Single by Merle Haggard and The Strangers

from the album I'm a Lonesome Fugitive
- B-side: "Someone Told My Story"
- Released: December 12, 1966
- Genre: Country
- Length: 2:56
- Label: Capitol
- Songwriter(s): Liz Anderson Casey Anderson
- Producer(s): Ken Nelson

Merle Haggard and The Strangers singles chronology
| "The Bottle Let Me Down" (1966) | "The Fugitive" (1966) | "I Threw Away the Rose" (1967) |

= The Fugitive (song) =

"The Fugitive" (later titled "I'm a Lonesome Fugitive" on the album) is a song recorded by American country music artist Merle Haggard and The Strangers, written by Liz Anderson and Casey Anderson (parents of country music singer Lynn Anderson). It was released in December 1966 as the first single and title track from the album I'm a Lonesome Fugitive. The song was Haggard and The Strangers' first number one hit on the U.S. country singles chart, spending one week at number one and fifteen weeks on the chart. The B-side, "Someone Told My Story", peaked at number 32 on the country chart.

## SET TASKS
A – According to the text on "The Fugitive," how many weeks did the song spend on the U.S. country singles chart?
B – List every individual person named in the text on "The Fugitive."
C – Render this sentence from the text on "The Fugitive" in Spanish: "The B-side, "Someone Told My Story", peaked at number 32 on the country chart."
None of the lines that come after this have any bearing on the tasks.

## RAW DATA
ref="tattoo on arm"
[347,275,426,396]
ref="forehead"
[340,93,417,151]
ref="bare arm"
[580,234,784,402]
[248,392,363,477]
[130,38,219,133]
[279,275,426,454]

## ANSWERS TO THE EXERCISE
A – Fifteen weeks.

B – Merle Haggard, Liz Anderson, Casey Anderson, Ken Nelson, Lynn Anderson

C – El lado B, "Someone Told My Story", alcanzó el puesto 32 en la lista de música country.